+++ Recorded information

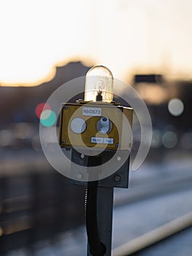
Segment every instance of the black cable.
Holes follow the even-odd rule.
[[[89,161],[93,163],[94,157],[90,157]],[[96,162],[98,162],[98,159]],[[97,192],[98,181],[88,181],[85,200],[85,222],[90,252],[93,256],[104,256],[106,246],[101,242],[97,224]]]

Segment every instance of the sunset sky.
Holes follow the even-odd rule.
[[[34,86],[71,60],[192,78],[191,0],[0,0],[0,85]]]

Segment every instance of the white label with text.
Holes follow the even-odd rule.
[[[91,137],[91,141],[92,143],[113,144],[112,138]]]
[[[101,116],[101,108],[91,108],[91,107],[83,107],[82,110],[82,116]]]

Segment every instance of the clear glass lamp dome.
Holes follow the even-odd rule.
[[[85,101],[111,102],[113,99],[113,77],[109,69],[95,66],[85,78]]]

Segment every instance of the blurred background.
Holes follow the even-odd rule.
[[[56,120],[48,105],[41,118],[47,99],[96,64],[138,91],[153,123],[145,163],[130,171],[129,189],[115,191],[112,247],[191,212],[191,1],[7,0],[0,10],[0,254],[85,255],[85,187],[50,165],[39,128],[51,151]],[[131,160],[136,117],[133,133]],[[141,255],[186,255],[189,235]]]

++++++

» **Exercise aim**:
Reproduce all the records above word for word, omitting the pictures.

» **Reply**:
Segment every instance of the black cable.
Holes follow the even-odd rule.
[[[89,161],[93,163],[94,157],[90,157]],[[96,162],[98,162],[98,159]],[[97,192],[98,181],[88,181],[85,200],[85,222],[90,252],[93,256],[104,256],[106,246],[101,242],[97,224]]]

Segment every instance of the sunset sky.
Holes follow the even-odd rule.
[[[34,86],[71,60],[192,78],[191,0],[0,0],[0,85]]]

Segment every instance of the white label with text.
Holes follow the even-odd rule.
[[[91,137],[91,141],[92,143],[113,144],[112,138]]]
[[[101,116],[101,108],[91,108],[91,107],[83,107],[82,110],[82,116]]]

Segment every instance of the clear glass lamp dome.
Holes follow the even-odd rule.
[[[85,101],[111,102],[113,99],[113,77],[109,69],[95,66],[85,78]]]

Segment every instance of the blurred background.
Holes follow the even-odd rule.
[[[56,120],[48,105],[41,118],[47,99],[96,64],[138,91],[153,123],[145,163],[130,171],[129,189],[115,191],[112,247],[191,212],[191,1],[7,0],[0,10],[0,254],[85,255],[85,187],[50,165],[39,128],[51,151]],[[131,160],[136,117],[133,133]],[[141,255],[186,255],[189,235]]]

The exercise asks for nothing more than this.